▶ [Direction]: Print each of the following entries again, word for word and unchanged.

---------- Record set ----------

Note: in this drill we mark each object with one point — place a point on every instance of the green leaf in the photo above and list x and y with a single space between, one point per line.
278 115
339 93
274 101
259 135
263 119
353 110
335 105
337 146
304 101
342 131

----------

▶ [Response]:
Note: in this drill we mark each object with one point — place a point on every instance of the green leaf in the photo above and list x and y with a single space between, one point per line.
278 115
339 93
274 101
259 135
263 119
353 110
335 105
337 146
304 101
342 131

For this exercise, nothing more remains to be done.